GOAL: Lay out all the rows below as a Markdown table with two columns, No. and Row text, numbering them in order and omitting blank lines.

━━━

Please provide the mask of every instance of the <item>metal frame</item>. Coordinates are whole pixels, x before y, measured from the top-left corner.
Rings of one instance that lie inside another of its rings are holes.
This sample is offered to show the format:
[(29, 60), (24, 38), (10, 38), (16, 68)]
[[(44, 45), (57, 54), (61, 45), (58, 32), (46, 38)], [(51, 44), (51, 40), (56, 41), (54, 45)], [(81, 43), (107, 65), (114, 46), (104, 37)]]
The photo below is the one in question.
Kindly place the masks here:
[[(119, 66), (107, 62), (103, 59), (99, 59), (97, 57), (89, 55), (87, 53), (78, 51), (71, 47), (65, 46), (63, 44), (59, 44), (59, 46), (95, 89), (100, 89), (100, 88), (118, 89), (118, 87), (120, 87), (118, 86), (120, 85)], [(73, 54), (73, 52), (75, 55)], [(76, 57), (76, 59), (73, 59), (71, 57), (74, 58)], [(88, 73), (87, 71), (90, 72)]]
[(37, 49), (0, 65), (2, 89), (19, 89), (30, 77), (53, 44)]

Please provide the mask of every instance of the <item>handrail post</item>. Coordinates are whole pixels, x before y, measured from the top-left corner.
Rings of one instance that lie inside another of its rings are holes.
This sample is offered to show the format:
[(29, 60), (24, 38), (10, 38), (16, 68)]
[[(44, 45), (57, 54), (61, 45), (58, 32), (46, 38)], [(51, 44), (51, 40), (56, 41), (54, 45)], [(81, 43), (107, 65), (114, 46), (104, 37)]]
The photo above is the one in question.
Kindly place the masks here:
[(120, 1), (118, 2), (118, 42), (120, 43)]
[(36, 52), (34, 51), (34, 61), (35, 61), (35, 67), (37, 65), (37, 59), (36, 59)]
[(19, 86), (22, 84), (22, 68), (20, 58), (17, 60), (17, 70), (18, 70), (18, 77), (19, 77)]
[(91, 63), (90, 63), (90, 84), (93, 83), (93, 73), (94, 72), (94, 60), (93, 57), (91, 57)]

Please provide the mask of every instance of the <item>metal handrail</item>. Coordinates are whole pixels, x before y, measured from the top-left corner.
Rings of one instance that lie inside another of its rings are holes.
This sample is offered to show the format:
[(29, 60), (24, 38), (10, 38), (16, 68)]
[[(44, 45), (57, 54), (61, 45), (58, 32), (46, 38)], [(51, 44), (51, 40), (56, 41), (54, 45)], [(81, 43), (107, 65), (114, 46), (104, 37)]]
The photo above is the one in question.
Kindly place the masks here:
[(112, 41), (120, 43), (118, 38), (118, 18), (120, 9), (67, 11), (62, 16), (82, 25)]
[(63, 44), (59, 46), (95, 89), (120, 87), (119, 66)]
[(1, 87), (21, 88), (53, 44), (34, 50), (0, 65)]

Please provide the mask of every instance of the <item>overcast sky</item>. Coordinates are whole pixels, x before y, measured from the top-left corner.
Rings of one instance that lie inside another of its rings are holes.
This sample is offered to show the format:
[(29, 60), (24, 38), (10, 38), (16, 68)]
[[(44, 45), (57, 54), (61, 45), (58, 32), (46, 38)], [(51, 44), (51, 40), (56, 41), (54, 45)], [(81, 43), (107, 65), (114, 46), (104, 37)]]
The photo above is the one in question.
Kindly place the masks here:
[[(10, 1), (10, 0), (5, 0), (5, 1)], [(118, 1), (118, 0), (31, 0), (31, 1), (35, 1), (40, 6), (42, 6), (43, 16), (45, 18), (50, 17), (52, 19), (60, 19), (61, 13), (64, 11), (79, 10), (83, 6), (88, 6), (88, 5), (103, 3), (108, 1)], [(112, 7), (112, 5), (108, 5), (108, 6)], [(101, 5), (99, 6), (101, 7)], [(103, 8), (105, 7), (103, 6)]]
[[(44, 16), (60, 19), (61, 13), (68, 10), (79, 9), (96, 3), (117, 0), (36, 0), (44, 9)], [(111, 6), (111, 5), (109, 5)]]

━━━

TASK RESPONSE:
| No. | Row text |
|---|---|
| 1 | Please provide the mask of every instance of the <item>metal frame</item>. Coordinates are whole pixels, x before y, measured from the top-left corner. |
| 2 | Rings of one instance that lie inside another of its rings are holes. |
| 3 | This sample is offered to show the format: |
| 4 | [(29, 60), (24, 38), (10, 38), (16, 68)] |
| 5 | [[(44, 45), (57, 54), (61, 45), (58, 32), (46, 38)], [(51, 44), (51, 40), (56, 41), (54, 45)], [(81, 43), (107, 65), (114, 46), (104, 37)]] |
| 6 | The photo below is the one in question. |
| 7 | Kindly place the masks here: |
| 8 | [[(119, 66), (107, 62), (103, 59), (99, 59), (97, 57), (89, 55), (87, 53), (78, 51), (71, 47), (65, 46), (63, 44), (59, 44), (59, 46), (95, 89), (100, 89), (100, 88), (118, 89), (118, 87), (120, 87), (118, 86), (120, 85)], [(73, 54), (73, 52), (75, 55)], [(76, 57), (76, 59), (73, 59), (71, 57), (74, 58)], [(88, 73), (87, 71), (90, 72)]] |
| 9 | [(37, 49), (0, 65), (2, 89), (19, 89), (30, 77), (53, 44)] |
| 10 | Please provide the mask of every instance of the <item>handrail post</item>. Coordinates are whole pixels, x before y, measured from the top-left corner. |
| 11 | Rings of one instance that lie inside another of its rings are holes. |
| 12 | This sample is offered to show the format: |
| 13 | [(29, 60), (24, 38), (10, 38), (16, 68)] |
| 14 | [[(44, 45), (57, 54), (61, 45), (58, 32), (46, 38)], [(51, 44), (51, 40), (56, 41), (54, 45)], [(81, 43), (107, 65), (114, 46), (104, 37)]] |
| 15 | The photo above is the one in question. |
| 16 | Kindly place the masks here: |
| 17 | [(120, 1), (118, 2), (118, 42), (120, 43)] |
| 18 | [(36, 52), (34, 51), (34, 61), (35, 61), (35, 67), (37, 65), (37, 59), (36, 59)] |
| 19 | [(19, 86), (22, 84), (22, 68), (20, 58), (17, 60), (17, 70), (18, 70), (18, 77), (19, 77)] |
| 20 | [(91, 63), (90, 63), (90, 84), (93, 83), (93, 73), (94, 72), (94, 60), (93, 57), (91, 57)] |
| 21 | Please provide the mask of every instance of the <item>metal handrail</item>. Coordinates are whole pixels, x before y, measured from the top-left corner. |
| 22 | Rings of one instance that lie inside another of its rings are holes. |
| 23 | This sample is offered to show the format: |
| 24 | [(29, 60), (24, 38), (10, 38), (16, 68)] |
| 25 | [[(44, 45), (57, 54), (61, 45), (58, 32), (46, 38)], [(51, 44), (51, 40), (56, 41), (54, 45)], [(81, 43), (107, 65), (114, 46), (104, 37)]] |
| 26 | The photo above is the one in question. |
| 27 | Kindly place the masks here: |
| 28 | [(112, 41), (120, 43), (118, 38), (118, 18), (120, 9), (67, 11), (62, 16), (82, 25)] |
| 29 | [(63, 44), (59, 46), (95, 89), (120, 87), (119, 66)] |
| 30 | [(1, 87), (21, 88), (53, 44), (34, 50), (0, 65)] |
| 31 | Please provide the mask of every instance of the <item>overcast sky</item>. Coordinates are whole pixels, x before y, measured from the top-left corner. |
| 32 | Rings of one instance that lie inside another of its rings are holes. |
| 33 | This sample is offered to show the format: |
| 34 | [(29, 60), (24, 38), (10, 38), (16, 68)] |
| 35 | [[(44, 45), (57, 54), (61, 45), (58, 32), (46, 38)], [(51, 44), (51, 40), (56, 41), (54, 45)], [(81, 43), (107, 65), (114, 46), (104, 37)]] |
| 36 | The photo above is the one in question. |
| 37 | Kindly place the masks here: |
| 38 | [[(10, 1), (10, 0), (5, 0), (5, 1)], [(118, 1), (118, 0), (31, 0), (31, 1), (35, 1), (40, 6), (42, 6), (43, 16), (45, 18), (50, 17), (52, 19), (60, 19), (61, 13), (64, 11), (79, 10), (83, 6), (88, 6), (88, 5), (103, 3), (108, 1)], [(112, 7), (112, 5), (108, 5), (108, 6)], [(101, 5), (99, 6), (101, 7)], [(103, 8), (105, 7), (103, 6)]] |
| 39 | [[(44, 16), (60, 19), (61, 13), (68, 10), (79, 9), (96, 3), (117, 0), (36, 0), (44, 9)], [(111, 6), (111, 5), (109, 5)]] |